* [EXERCISE GOAL]:
Format every line of the items below as a Markdown table with two columns, Row for the row number and Line for the text, and skip any blank lines. Leave the pictures out of the table.
····················
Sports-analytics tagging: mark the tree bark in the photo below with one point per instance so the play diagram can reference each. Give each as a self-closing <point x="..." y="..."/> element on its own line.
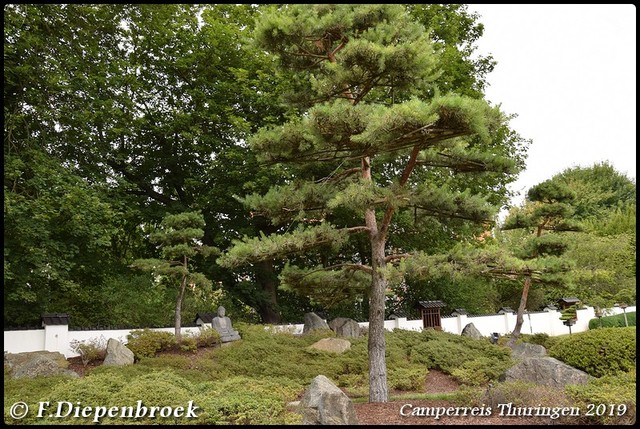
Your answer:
<point x="520" y="316"/>
<point x="183" y="287"/>
<point x="378" y="391"/>
<point x="376" y="346"/>
<point x="268" y="282"/>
····················
* [RESULT FOR THIS EXERCISE]:
| Row | Line |
|---|---|
| 1 | Sports-analytics tagging: mark the tree bark in the photo below with one point per instance so the play diagram can reference each. Give each as a self-closing <point x="..." y="..."/> element on its own line. |
| 2 | Your answer: |
| 3 | <point x="520" y="316"/> |
| 4 | <point x="183" y="287"/> |
| 5 | <point x="378" y="391"/> |
| 6 | <point x="376" y="346"/> |
| 7 | <point x="268" y="282"/> |